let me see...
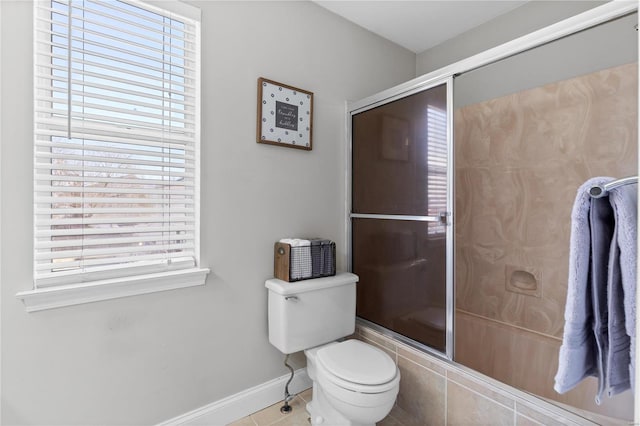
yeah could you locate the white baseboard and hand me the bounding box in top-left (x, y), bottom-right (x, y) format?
top-left (158, 368), bottom-right (312, 426)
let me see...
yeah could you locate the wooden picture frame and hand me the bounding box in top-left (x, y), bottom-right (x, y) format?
top-left (257, 77), bottom-right (313, 150)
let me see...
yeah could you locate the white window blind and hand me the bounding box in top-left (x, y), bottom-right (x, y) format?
top-left (426, 105), bottom-right (447, 236)
top-left (34, 0), bottom-right (200, 288)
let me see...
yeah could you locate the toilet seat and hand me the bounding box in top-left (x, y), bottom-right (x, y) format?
top-left (316, 340), bottom-right (399, 394)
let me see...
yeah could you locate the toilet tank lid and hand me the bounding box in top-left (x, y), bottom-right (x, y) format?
top-left (265, 272), bottom-right (359, 296)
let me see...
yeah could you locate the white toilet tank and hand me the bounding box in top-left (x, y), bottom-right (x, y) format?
top-left (266, 272), bottom-right (359, 354)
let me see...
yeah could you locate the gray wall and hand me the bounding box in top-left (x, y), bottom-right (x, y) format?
top-left (0, 1), bottom-right (415, 424)
top-left (416, 1), bottom-right (637, 108)
top-left (416, 1), bottom-right (607, 76)
top-left (454, 12), bottom-right (638, 107)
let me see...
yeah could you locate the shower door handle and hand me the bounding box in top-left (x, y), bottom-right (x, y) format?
top-left (438, 211), bottom-right (451, 225)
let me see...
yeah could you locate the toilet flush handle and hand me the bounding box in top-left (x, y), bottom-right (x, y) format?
top-left (285, 296), bottom-right (299, 301)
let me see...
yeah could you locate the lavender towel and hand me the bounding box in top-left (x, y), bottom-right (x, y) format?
top-left (555, 177), bottom-right (637, 402)
top-left (606, 224), bottom-right (631, 396)
top-left (608, 184), bottom-right (637, 393)
top-left (589, 195), bottom-right (615, 403)
top-left (554, 178), bottom-right (610, 394)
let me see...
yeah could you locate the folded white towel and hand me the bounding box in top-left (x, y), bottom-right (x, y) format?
top-left (280, 238), bottom-right (311, 247)
top-left (297, 240), bottom-right (312, 280)
top-left (280, 238), bottom-right (312, 280)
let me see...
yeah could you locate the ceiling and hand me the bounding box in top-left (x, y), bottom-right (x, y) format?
top-left (313, 1), bottom-right (528, 53)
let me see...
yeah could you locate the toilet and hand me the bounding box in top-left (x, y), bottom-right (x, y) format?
top-left (266, 272), bottom-right (400, 426)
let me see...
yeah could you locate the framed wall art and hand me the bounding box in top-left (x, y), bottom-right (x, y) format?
top-left (257, 77), bottom-right (313, 150)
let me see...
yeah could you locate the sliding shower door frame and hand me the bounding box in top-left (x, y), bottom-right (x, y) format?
top-left (347, 76), bottom-right (455, 361)
top-left (345, 0), bottom-right (637, 364)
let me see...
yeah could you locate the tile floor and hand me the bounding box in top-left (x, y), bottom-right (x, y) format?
top-left (227, 387), bottom-right (407, 426)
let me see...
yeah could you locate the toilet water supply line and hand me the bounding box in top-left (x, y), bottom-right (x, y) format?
top-left (281, 354), bottom-right (296, 413)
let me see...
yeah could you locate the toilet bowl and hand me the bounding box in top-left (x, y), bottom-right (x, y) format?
top-left (305, 339), bottom-right (400, 426)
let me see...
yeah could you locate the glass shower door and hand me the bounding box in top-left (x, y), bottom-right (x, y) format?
top-left (350, 81), bottom-right (452, 355)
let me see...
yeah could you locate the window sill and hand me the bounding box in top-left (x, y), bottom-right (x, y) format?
top-left (16, 267), bottom-right (210, 313)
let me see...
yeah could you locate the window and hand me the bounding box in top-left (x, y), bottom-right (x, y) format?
top-left (21, 0), bottom-right (206, 311)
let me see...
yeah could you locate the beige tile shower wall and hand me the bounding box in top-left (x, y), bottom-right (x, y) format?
top-left (355, 325), bottom-right (599, 426)
top-left (455, 61), bottom-right (638, 338)
top-left (455, 311), bottom-right (634, 422)
top-left (454, 62), bottom-right (637, 421)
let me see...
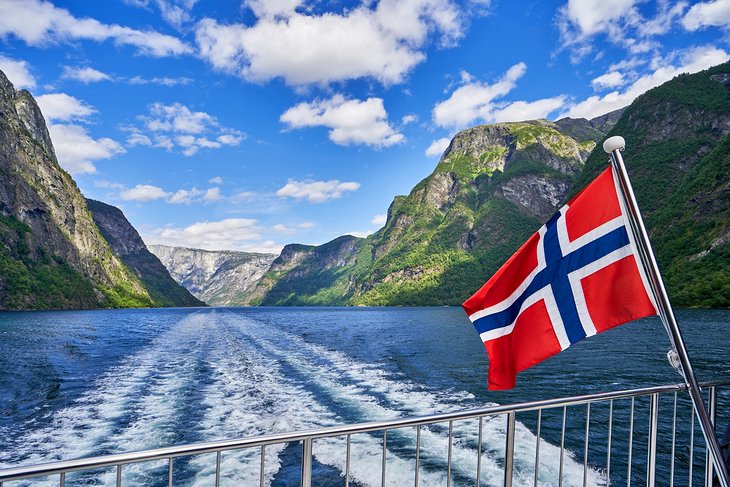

#### [What to work on]
Omit the pictures, then extract verbatim only those lines that fall between the line containing "yeah could you locate the beige" and the final line of the records above, both included.

#### [Result]
yeah could you locate the beige tile shower wall and hand me the bounding box in top-left (x, y), bottom-right (x, y) format?
top-left (355, 325), bottom-right (599, 426)
top-left (455, 61), bottom-right (638, 338)
top-left (455, 311), bottom-right (634, 422)
top-left (454, 62), bottom-right (637, 421)
let me see...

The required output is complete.